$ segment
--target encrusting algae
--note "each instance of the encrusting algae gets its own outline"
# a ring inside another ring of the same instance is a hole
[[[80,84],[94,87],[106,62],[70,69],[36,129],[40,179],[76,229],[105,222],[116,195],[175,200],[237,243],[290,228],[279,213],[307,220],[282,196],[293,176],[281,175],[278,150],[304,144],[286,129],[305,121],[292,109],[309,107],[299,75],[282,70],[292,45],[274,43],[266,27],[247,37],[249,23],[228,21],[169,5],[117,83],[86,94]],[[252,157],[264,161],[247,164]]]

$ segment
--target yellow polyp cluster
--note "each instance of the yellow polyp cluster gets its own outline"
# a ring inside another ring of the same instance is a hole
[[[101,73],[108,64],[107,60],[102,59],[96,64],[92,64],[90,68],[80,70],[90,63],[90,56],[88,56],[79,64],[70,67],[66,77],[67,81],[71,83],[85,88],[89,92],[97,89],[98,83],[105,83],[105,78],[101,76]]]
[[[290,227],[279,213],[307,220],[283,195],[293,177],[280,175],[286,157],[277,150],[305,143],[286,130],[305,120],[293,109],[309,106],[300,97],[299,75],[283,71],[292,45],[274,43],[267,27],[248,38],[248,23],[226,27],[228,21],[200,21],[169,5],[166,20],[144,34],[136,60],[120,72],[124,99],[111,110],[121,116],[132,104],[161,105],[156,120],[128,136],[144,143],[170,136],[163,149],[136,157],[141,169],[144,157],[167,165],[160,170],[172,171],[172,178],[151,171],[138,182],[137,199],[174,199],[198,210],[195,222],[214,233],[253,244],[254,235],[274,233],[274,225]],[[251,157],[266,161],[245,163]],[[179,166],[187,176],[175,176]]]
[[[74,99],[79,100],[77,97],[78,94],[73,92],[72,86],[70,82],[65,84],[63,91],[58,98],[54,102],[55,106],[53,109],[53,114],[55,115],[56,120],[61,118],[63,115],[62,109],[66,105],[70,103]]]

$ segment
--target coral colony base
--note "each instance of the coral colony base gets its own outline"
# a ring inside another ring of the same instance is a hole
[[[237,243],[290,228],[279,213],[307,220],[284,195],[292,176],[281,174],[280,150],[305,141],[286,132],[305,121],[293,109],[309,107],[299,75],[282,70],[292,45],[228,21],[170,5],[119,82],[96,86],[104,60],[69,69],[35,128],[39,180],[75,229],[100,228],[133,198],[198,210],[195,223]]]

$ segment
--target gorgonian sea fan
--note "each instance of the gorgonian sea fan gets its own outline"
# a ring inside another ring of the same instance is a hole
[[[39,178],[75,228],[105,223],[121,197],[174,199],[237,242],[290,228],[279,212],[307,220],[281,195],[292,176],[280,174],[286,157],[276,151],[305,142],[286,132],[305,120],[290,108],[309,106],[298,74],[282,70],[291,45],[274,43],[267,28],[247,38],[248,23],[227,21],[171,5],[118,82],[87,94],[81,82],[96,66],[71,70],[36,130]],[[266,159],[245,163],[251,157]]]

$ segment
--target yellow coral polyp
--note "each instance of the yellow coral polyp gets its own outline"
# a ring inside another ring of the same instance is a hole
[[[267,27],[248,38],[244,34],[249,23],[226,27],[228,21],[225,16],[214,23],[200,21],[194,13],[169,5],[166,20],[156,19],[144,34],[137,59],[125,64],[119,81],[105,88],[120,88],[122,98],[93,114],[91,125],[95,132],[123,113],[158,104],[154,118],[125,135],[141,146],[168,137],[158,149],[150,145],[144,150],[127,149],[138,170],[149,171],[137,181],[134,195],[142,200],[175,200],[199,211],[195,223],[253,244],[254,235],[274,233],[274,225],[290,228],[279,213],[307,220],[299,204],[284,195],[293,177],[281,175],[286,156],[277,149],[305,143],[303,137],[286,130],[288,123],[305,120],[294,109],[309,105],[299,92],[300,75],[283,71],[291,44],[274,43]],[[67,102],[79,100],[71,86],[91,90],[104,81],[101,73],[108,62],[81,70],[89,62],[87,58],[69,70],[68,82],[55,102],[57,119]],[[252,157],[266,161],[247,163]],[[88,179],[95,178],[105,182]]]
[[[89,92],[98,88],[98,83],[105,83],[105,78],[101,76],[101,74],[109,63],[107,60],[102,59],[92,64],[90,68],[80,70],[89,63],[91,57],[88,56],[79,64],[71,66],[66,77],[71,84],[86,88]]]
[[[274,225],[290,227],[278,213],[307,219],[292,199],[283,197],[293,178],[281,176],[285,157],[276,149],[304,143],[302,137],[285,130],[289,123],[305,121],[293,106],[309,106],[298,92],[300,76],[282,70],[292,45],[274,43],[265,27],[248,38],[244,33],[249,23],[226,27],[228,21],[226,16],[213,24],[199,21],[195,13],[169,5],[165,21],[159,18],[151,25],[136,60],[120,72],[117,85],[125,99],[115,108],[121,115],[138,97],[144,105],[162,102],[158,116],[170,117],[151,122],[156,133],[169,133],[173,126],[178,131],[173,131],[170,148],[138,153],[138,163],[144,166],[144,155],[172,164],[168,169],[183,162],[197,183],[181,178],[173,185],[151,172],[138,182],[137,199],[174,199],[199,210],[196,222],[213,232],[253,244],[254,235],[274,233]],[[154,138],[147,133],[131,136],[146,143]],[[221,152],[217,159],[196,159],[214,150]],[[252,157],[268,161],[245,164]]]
=====
THE PROBLEM
Retype the material in full. Each word must match.

TASK RESPONSE
$ segment
--target encrusting algae
--note "each instance of the encrusting algae gets its own outline"
# a ring inside another ring of the same instance is a hole
[[[80,84],[94,87],[106,62],[70,69],[36,129],[40,179],[76,229],[105,222],[116,195],[175,200],[237,243],[290,228],[279,213],[307,220],[282,196],[293,176],[281,175],[278,150],[304,144],[286,129],[305,121],[292,109],[309,107],[299,75],[282,70],[292,45],[274,43],[266,27],[247,37],[249,23],[228,21],[169,5],[117,83],[86,94]],[[252,157],[264,161],[247,164]]]

$ segment
--target yellow polyp cluster
--note "each instance of the yellow polyp cluster gets its own outline"
# a ring inside another ring of the same instance is a hole
[[[101,73],[108,64],[107,60],[102,59],[96,64],[92,64],[90,68],[80,70],[90,63],[90,56],[88,56],[79,64],[70,67],[66,77],[67,81],[71,83],[85,88],[89,92],[97,89],[98,83],[105,83],[105,78],[101,76]]]
[[[290,227],[279,213],[307,220],[283,195],[293,177],[280,175],[286,157],[277,150],[305,143],[286,130],[305,120],[293,109],[309,106],[300,97],[299,75],[283,71],[292,45],[274,43],[267,27],[248,38],[248,23],[226,27],[228,21],[200,21],[169,5],[166,20],[144,34],[136,60],[120,72],[124,99],[111,110],[121,116],[132,104],[161,105],[156,120],[128,136],[144,143],[170,136],[163,149],[136,157],[141,169],[144,157],[167,165],[160,170],[172,171],[172,178],[151,171],[138,182],[137,199],[174,199],[198,210],[195,222],[214,233],[253,244],[254,235],[274,233],[274,225]],[[251,157],[266,161],[245,163]],[[179,166],[187,176],[175,176]]]
[[[74,99],[79,100],[77,97],[78,94],[73,92],[72,86],[70,82],[65,84],[63,91],[58,98],[54,102],[55,106],[53,109],[53,114],[55,115],[56,120],[61,118],[63,115],[62,109],[66,105],[70,103]]]

$ segment
--target coral colony base
--note "each instance of the coral colony base gets its own outline"
# a ring inside another ring of the same instance is a hole
[[[237,243],[290,228],[279,213],[307,220],[284,195],[292,176],[281,174],[280,150],[305,141],[286,132],[305,121],[293,109],[309,107],[299,75],[282,70],[292,45],[228,21],[170,5],[119,82],[96,86],[104,60],[69,69],[35,128],[39,180],[75,229],[100,228],[133,198],[198,210],[195,223]]]

$ segment
--target gorgonian sea fan
--note "each instance of the gorgonian sea fan gets its own outline"
# a ring inside another ring of the same instance is a hole
[[[39,178],[75,228],[105,223],[121,197],[174,199],[237,242],[290,228],[279,212],[307,220],[281,195],[292,176],[280,174],[286,157],[276,151],[305,142],[286,132],[305,120],[290,108],[309,106],[298,74],[282,70],[291,45],[274,43],[267,28],[247,38],[248,23],[227,21],[171,5],[118,82],[87,94],[81,82],[96,66],[71,70],[36,130]],[[266,159],[245,163],[251,157]]]

$ segment
--target yellow coral polyp
--note "each instance of the yellow coral polyp gets its own outline"
# a ring inside another ring of the same instance is a hole
[[[267,27],[248,38],[244,34],[249,23],[226,27],[228,21],[225,16],[214,23],[200,21],[194,13],[169,5],[166,20],[156,19],[144,34],[137,59],[125,64],[119,81],[105,88],[120,88],[122,98],[93,114],[91,125],[95,132],[123,113],[158,104],[154,118],[125,135],[141,146],[168,137],[158,149],[150,145],[144,150],[127,149],[138,170],[149,171],[137,181],[134,195],[142,200],[175,200],[199,211],[195,223],[253,244],[254,235],[274,233],[274,225],[290,228],[279,213],[307,220],[299,204],[284,195],[293,177],[281,175],[286,156],[277,149],[305,143],[303,137],[286,130],[288,123],[305,120],[294,109],[309,105],[299,92],[300,75],[283,71],[291,44],[274,43]],[[67,102],[79,100],[71,86],[91,90],[104,81],[101,73],[108,62],[81,70],[89,62],[87,58],[69,70],[68,82],[55,102],[57,119]],[[252,157],[266,161],[247,163]],[[88,179],[95,178],[105,182]]]
[[[89,92],[98,88],[98,83],[105,83],[105,78],[101,76],[101,74],[109,63],[107,60],[102,59],[92,64],[90,68],[80,70],[89,63],[91,57],[88,56],[79,64],[71,66],[66,77],[71,84],[86,88]]]
[[[274,225],[290,227],[278,213],[307,219],[292,199],[283,197],[293,178],[281,176],[285,157],[276,149],[304,143],[302,137],[285,130],[289,123],[305,121],[293,106],[309,106],[298,92],[300,76],[282,70],[292,45],[274,43],[265,27],[248,38],[244,33],[249,23],[226,27],[228,21],[226,16],[213,24],[199,21],[195,13],[169,5],[165,21],[159,18],[151,25],[136,60],[120,72],[117,85],[125,99],[115,108],[121,115],[138,97],[144,105],[162,102],[158,116],[170,117],[151,122],[156,133],[169,133],[173,126],[178,131],[173,131],[170,148],[138,153],[138,163],[144,166],[144,155],[172,164],[168,169],[183,162],[197,183],[181,178],[173,185],[151,172],[138,182],[137,199],[174,199],[199,210],[196,222],[213,232],[253,244],[254,235],[274,233]],[[154,138],[147,133],[131,136],[146,143]],[[221,152],[217,159],[196,159],[214,150]],[[252,157],[268,161],[245,164]]]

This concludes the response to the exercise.